What is required: Beginning with the line containing "roof. Keep to one point per instance." and ending with the last line, repeat the records exactly.
⁂
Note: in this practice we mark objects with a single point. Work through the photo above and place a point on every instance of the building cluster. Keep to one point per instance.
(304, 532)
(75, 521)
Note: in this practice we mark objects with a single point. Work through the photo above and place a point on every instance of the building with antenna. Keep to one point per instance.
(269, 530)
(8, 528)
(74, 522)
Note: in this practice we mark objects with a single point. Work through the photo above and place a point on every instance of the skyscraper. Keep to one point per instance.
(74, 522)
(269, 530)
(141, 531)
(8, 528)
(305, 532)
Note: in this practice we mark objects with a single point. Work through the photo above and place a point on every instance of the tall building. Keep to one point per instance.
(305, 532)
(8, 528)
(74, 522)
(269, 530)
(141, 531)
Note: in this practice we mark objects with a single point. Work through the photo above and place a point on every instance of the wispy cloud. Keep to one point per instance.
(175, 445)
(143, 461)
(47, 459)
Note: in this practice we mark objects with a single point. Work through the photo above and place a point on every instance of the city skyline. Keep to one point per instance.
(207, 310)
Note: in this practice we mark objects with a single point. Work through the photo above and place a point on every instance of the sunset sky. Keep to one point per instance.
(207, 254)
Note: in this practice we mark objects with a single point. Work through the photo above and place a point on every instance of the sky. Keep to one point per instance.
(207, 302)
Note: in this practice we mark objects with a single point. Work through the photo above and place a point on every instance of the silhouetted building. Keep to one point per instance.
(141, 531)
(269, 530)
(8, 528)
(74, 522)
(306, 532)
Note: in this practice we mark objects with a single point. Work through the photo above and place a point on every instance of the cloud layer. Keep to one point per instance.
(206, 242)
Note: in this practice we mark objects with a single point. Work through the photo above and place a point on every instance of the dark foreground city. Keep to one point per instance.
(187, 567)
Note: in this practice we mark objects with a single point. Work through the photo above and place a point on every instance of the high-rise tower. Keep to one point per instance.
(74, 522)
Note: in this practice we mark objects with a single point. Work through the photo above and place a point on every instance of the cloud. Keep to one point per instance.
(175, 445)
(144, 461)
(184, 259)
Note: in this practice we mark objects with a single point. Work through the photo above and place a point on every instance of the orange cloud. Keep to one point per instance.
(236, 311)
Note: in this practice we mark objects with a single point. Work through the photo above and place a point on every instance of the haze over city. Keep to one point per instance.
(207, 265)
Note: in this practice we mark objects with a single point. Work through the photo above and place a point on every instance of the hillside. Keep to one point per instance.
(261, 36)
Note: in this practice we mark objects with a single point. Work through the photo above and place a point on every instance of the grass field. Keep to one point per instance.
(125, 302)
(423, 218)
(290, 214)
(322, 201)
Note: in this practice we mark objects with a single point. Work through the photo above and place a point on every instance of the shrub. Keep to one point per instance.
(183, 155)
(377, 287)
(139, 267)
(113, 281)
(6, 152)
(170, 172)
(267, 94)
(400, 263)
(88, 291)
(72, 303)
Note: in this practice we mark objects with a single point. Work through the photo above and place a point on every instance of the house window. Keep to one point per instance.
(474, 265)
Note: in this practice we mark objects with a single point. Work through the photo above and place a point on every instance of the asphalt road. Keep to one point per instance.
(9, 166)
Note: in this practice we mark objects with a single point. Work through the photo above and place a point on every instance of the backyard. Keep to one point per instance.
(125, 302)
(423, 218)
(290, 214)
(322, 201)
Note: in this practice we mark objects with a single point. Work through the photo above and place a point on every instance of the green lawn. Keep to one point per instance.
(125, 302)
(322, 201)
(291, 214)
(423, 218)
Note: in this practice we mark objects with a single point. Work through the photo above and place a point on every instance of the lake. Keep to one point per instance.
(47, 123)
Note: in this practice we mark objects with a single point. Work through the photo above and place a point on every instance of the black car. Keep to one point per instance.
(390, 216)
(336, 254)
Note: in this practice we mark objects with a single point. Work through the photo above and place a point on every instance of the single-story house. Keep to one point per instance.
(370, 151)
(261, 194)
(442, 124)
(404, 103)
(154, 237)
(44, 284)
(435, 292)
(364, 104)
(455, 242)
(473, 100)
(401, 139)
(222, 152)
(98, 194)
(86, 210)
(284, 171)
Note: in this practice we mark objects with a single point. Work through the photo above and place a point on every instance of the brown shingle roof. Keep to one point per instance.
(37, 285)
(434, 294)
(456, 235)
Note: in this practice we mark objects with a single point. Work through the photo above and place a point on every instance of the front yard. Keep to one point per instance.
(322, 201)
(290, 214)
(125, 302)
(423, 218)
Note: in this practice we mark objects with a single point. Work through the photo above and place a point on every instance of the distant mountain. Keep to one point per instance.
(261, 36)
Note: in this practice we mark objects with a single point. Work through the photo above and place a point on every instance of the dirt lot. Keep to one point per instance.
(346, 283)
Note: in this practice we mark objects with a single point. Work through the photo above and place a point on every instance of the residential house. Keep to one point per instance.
⁂
Output for this task:
Note: in this practice we mark objects with a single point. Work through the photo above and place a point on every instance of the brown shingle roof. Keep to one point per instance.
(37, 285)
(434, 294)
(456, 235)
Note: in this practice we mark objects with a single point. Work through the photo above and place a point on every instance of the front yard. Keep to one point per instance.
(322, 201)
(290, 214)
(125, 302)
(423, 218)
Note: in this practice we mark objects with a single point. Work through the photo above and place a point on every instance of the distant mountain. Keep to one point per instance.
(261, 36)
Note: in this practice we mark objects with a single point. Work through the photo above and place a point on every instance of the dirt lot. Keep to one point per instance.
(346, 283)
Note: in this practice we mark objects with a single point. Work through the photo above and place a point on every instance of the residential house. Keep to one point per instance.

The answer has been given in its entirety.